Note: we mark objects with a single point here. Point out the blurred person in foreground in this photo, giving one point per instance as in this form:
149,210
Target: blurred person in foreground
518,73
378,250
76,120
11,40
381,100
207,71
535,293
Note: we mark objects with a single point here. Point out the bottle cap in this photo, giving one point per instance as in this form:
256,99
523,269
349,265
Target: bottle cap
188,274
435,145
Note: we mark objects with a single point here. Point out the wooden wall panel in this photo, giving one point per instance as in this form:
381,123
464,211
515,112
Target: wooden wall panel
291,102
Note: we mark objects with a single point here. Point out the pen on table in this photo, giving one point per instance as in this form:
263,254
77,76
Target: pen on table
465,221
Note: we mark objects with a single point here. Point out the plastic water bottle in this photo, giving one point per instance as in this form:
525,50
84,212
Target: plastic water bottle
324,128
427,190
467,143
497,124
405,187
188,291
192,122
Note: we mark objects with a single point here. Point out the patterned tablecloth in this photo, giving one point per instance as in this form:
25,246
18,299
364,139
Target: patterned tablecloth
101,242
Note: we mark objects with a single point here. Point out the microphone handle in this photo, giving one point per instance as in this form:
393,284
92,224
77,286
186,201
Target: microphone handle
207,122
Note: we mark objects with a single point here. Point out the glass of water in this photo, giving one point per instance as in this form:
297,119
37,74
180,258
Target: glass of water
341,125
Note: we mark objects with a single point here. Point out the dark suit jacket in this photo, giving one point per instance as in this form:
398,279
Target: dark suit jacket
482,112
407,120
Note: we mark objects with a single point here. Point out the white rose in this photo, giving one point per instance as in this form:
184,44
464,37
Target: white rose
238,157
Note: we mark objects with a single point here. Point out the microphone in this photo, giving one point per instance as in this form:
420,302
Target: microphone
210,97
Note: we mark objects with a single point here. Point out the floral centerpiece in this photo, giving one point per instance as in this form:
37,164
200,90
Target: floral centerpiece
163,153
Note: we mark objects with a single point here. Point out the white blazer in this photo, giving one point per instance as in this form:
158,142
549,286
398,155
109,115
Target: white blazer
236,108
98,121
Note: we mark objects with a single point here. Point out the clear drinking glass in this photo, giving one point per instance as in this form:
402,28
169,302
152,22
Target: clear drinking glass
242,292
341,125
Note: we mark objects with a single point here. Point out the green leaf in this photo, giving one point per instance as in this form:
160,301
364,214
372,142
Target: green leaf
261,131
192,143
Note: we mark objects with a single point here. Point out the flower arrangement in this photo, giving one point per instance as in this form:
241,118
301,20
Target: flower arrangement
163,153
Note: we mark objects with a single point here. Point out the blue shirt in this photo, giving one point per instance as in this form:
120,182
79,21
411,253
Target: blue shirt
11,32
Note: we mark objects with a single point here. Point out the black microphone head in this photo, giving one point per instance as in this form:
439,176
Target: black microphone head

- - - -

▶ **WORK REQUIRED**:
Determine how many lines of the material include the string "black", and give only the resulting number.

▶ **SOLVED EXERCISE**:
2